Document text:
I used to have a picture around here somewhere that was of a couple servers in a closet sitting on the floor next to the router and switch. Next to the devices was a water heater with the drain plug pointed directly at them. :drama:
This is my new favorite thread.[emoji1]
Quote from: Nerm on March 11, 2015, 04:28:40 PM
I used to have a picture around here somewhere that was of a couple servers in a closet sitting on the floor next to the router and switch. Next to the devices was a water heater with the drain plug pointed directly at them. :drama:
They didn't call that the fire suppression system?
Quote from: that1guy15 on March 10, 2015, 02:00:11 PM
Damn! Ive never walked up on a network with STP disabled...
My current network has about 3-4 major design issues that I am reverse-engineering and correcting. Each with their own level of head-desk moments. Its landmine after landmine on this guy. I will say though its not the biggest and most glamorous network but the experience gained and learning is off the charts. I will wear the scars of this network proudly for a long time!!
This made me feel like a feral warrior, wearing a necklace made of teeth from networks that I have battled and conquered.
Active Directory.

What the exercise asks: Resume the forum thread about badly built networks, picking up right after its final line. The items are not needed for this.

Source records
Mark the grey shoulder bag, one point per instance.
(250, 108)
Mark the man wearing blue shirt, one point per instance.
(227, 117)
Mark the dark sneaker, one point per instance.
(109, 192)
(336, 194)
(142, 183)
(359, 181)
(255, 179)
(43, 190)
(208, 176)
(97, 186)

Result of this exercise:
If I knew what the problem with it was, I wouldn't be posting about it here... Working with AD issues in a large enterprise is like dealing with guerrilla warfare. Never know when, where, or how the enemy strikes next.
Our network when i took over had 5 different EIGRP ASs redistributed into one another (for no real reason), duplicate subnets in use, and no documentation at all.
6 months, I've been working to get this solution put into place. As of the last meeting, I now go exactly back to where I started and start over again. Not only that, but I will now have meetings with the same people I met with, in the order that I first met with them.
The difference this time is that I've now gotten all of their collective *approvals* to have this next cycle of meetings.
"The bureaucracy will expand to fill the needs of the bureaucracy." - anonymous
School system with about 600 users and yes that is an RV042 running the ship. Sad part is under the shelf that the RV042 is sitting on you will find a 2801 (not visible in this pic) terminating the ISP circuit and then feeding the RV042. Saddest part is the reason they were using the RV042 is because their previous IT guy couldn't get to the "web gui" of the 2801.
(http://www.benchaddix.com/images/IMAG0008.jpg)
Seems like spanning tree everywhere!
Similar issue, access switch in a factory as root, around 300 users, vlan 1 is the only vlan with 10 secondary IPs on it /23 on every IP. needless to say we had a lot of broadcast traffic! also all HP switches were EOL/EOS about 5 years ago. Had 3 fail in 1 afternoon (luckily for the business a Sunday, unlucky for me! ). No documentation, if a nother switch was needed was just plugged into the closest switch to it. daisy chains everywhere. had no idea what was connected to what or where, needless to say had issues everyday until i gradually started wining the battle. The war is not over yet though!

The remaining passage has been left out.